[Recorded data]

** START **

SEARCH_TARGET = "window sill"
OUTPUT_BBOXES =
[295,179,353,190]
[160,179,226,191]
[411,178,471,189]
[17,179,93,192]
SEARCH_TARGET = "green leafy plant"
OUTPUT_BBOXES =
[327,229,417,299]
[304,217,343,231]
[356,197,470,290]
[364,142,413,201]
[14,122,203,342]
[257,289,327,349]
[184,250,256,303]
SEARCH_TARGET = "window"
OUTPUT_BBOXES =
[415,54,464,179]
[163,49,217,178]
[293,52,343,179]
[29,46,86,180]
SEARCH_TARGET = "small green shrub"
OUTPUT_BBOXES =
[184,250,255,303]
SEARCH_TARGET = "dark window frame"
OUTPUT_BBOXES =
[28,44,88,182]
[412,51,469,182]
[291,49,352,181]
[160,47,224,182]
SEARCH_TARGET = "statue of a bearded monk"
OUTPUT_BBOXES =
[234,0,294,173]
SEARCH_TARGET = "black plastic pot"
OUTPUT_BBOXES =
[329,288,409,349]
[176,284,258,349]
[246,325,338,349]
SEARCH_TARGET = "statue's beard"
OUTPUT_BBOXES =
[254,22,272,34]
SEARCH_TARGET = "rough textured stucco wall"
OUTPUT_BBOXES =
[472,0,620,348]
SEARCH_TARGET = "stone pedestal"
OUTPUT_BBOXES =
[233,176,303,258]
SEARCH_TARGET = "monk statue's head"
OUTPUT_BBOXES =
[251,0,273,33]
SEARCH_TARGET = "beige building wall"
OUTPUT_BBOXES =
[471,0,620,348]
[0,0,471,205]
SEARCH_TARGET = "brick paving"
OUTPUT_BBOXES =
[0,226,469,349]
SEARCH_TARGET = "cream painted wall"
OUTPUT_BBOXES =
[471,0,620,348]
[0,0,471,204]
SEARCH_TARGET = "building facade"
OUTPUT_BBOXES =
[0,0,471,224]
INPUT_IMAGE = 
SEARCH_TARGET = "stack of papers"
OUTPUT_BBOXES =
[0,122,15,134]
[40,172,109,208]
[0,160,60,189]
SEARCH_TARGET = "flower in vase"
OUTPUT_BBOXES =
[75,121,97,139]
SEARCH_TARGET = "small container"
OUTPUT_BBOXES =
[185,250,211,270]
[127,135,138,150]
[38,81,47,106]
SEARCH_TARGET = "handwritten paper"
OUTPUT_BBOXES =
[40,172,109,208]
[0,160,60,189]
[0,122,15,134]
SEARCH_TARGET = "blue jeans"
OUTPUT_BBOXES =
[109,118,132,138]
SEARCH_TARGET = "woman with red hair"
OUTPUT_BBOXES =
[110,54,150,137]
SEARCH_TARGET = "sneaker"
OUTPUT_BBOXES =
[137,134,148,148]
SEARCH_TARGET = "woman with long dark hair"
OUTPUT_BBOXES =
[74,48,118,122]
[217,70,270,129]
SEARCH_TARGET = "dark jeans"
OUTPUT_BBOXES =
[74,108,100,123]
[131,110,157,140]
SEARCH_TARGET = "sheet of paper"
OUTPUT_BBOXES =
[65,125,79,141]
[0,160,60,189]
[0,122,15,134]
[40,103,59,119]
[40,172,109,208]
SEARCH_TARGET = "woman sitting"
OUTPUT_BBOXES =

** END **

[Problem requirements] Give back the lines of the listing from the one with "with long dark" through the end, both included, exactly as written and with nothing added.

[Result]
SEARCH_TARGET = "woman with long dark hair"
OUTPUT_BBOXES =
[74,48,118,122]
[217,70,270,129]
SEARCH_TARGET = "dark jeans"
OUTPUT_BBOXES =
[74,108,100,123]
[131,110,157,140]
SEARCH_TARGET = "sheet of paper"
OUTPUT_BBOXES =
[65,125,79,141]
[0,160,60,189]
[0,122,15,134]
[40,103,59,119]
[40,172,109,208]
SEARCH_TARGET = "woman sitting"
OUTPUT_BBOXES =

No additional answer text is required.